Excerpt provided →
#### HomeCytometry HistoryGeneral Histories Philip Dean # The Analysis of DNA Distributions – A Brief History

by Philip Dean In the late 1960s, a group at the Los Alamos Scientific Laboratory under the direction of Marvin Van Dilla was developing techniques to measure components in individual cells at high rates. This field was called flow cytometry and is a part of the broader field called analytical cytology. The components of interest in the cells are labeled with fluorescent dyes and the cells passed through a thin laser beam. Measurement of the light emitted by the fluorescent dyes is detected and a histogram generated of number of cells versus intensity. When cells in logarithmic growth were labeled with a fluorescent dye that binds specifically to DNA and measured in the flow cytometer, a DNA distribution was obtained. This distribution consists of the number of cells versus fluorescence intensity (proportional to DNA content). Figure 1 at right is a typical histogram obtained in those days.

At that time I was very interested in applying mathematical techniques and computers to biological problems. Knowing this, Van Dilla showed me one of these distributions and asked me if there was some way to obtain cell cycle parameters from the data. The biologists wanted to measure and monitor ploidy of the cells and changes in growth patterns. I told Van Dilla there must be a way to do this and agreed to look into the matter. Since, if possible, mathematical models should always directly describe the biology involved, I looked up a description of the cell cycle and learned that from a DNA perspective there are three phases of the cell cycle: G1-phase in which the DNA content is constant, S-phase in which the G1 amount of DNA is doubled, and G2/M-phase in which the DNA content is constant. When a cell divides in late M-phase, the two cells produced enter G1-phase and the cycle is repeated. The biologists were interested in knowing the fraction of the cells in each phase of the cell cycle. This model of the cell cycle yields the histogram in Figure 2 at left. A perfect flow cytometer would yield such a histogram and it would be a simple matter to determine the phase fractions.

Unfortunately, flow cytometers are not perfect devices, nor is the labeling process or laser beams. Instead the type of histogram shown in Figure 1 is obtained. Certain characteristics, however, become clear. The large peak on the left represents cells in G1-phase. The peak is broad due to the imperfections in the measurement. The broadening is assumed to be represented by a normal distribution. The same is true for the peak on the right. S-phase is the problem. Its exact shape depends on the rate of DNA replication through S-phase, and this was unknown.

What this exercise asks →
A. Answer these questions from the text on DNA distribution analysis:
(i) Who directed the Los Alamos group developing the techniques?
(ii) In which phase of the cell cycle is the G1 amount of DNA doubled?
(iii) What kind of distribution is assumed to represent the peak broadening?
B. From the text on DNA distribution analysis, return everything from "Unfortunately, flow cytometers" down to "this was unknown.", word for word.

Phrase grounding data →

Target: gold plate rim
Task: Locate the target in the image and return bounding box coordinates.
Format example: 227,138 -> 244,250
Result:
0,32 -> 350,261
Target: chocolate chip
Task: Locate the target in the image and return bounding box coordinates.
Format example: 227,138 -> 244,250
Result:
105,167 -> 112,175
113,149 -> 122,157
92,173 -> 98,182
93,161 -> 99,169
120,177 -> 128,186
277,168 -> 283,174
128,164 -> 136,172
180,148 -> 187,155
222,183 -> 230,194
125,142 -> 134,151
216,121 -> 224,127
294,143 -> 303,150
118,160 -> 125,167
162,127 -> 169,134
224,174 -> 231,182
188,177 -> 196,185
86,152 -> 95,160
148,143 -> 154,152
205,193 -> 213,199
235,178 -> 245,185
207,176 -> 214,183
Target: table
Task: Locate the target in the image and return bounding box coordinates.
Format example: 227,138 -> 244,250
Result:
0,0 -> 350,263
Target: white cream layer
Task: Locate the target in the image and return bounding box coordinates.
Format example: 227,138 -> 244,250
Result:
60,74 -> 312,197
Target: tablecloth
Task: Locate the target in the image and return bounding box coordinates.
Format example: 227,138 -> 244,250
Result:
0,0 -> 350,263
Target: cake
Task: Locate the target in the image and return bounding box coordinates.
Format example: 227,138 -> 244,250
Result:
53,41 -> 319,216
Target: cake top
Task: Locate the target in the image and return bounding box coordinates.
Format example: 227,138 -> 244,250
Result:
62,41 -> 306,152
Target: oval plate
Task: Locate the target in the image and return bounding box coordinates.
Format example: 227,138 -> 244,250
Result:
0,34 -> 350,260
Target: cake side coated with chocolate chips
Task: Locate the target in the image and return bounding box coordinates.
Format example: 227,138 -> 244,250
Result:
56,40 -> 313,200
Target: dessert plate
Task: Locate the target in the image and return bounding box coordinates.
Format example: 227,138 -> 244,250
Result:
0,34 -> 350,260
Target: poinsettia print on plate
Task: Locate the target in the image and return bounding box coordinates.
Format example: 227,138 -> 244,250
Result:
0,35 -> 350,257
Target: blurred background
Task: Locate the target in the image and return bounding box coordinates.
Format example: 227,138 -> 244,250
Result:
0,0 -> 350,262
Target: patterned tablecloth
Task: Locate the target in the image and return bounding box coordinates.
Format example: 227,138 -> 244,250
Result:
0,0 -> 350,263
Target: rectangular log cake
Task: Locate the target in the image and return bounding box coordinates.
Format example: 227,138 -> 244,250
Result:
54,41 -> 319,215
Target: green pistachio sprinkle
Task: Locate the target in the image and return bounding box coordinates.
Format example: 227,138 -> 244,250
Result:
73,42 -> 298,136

Task responses →
A.
(i) Marvin Van Dilla
(ii) S-phase
(iii) A normal distribution

B.
Unfortunately, flow cytometers are not perfect devices, nor is the labeling process or laser beams. Instead the type of histogram shown in Figure 1 is obtained. Certain characteristics, however, become clear. The large peak on the left represents cells in G1-phase. The peak is broad due to the imperfections in the measurement. The broadening is assumed to be represented by a normal distribution. The same is true for the peak on the right. S-phase is the problem. Its exact shape depends on the rate of DNA replication through S-phase, and this was unknown.